++++ Passage for review

Hi,
I am doing the NLP videos and trying to make my own text classifier.
The test and valid data is in a single csv that I am trying to load using this code, which throws up the error as pasted below.
Folder structure: The CSV with the details is in this folder called lm-data
this folder also contains a bunch of other csvs that I am not using, and other data like the data bunch I created earlier.
data_clas = (TextList.from_csv(path, 'ClassifierDataset_Trialrun_split.csv', cols='Text', vocab=data_lm.vocab)
.split_from_df(col='is_valid')
.label_from_df(cols='Specialty')
.databunch(bs=42))

++++++++
++++ Data

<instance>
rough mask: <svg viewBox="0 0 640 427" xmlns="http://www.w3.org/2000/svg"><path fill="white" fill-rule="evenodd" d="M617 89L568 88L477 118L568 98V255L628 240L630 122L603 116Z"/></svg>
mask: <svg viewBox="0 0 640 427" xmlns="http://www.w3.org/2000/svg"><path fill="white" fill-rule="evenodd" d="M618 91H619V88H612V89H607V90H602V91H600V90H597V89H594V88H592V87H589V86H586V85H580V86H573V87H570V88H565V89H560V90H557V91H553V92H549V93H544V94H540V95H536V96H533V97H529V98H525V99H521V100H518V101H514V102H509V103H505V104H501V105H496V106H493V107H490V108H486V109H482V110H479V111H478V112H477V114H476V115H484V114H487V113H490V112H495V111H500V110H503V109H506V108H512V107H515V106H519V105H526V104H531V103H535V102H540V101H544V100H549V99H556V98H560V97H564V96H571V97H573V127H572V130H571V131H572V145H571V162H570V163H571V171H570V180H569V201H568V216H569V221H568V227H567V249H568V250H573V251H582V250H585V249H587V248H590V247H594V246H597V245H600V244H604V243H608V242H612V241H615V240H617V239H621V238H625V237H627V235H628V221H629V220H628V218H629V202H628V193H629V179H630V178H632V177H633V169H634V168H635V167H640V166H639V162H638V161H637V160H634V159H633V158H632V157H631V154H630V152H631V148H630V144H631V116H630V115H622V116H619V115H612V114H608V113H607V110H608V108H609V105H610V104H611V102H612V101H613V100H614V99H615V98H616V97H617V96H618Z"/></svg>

++++++++

Tasks and exercises
A) Transcribe the text-classifier forum post from "Folder structure: The" to "I created earlier.".
B) According to the text-classifier forum post, why does the code load only one CSV file even though the lm-data folder holds several? Answer in one to three sentences.

Solutions to the exercise
A)
Folder structure: The CSV with the details is in this folder called lm-data
this folder also contains a bunch of other csvs that I am not using, and other data like the data bunch I created earlier.

B) The test and valid data are both in the single CSV, ClassifierDataset_Trialrun_split.csv, so that one file is enough. The other CSVs in the lm-data folder are not being used.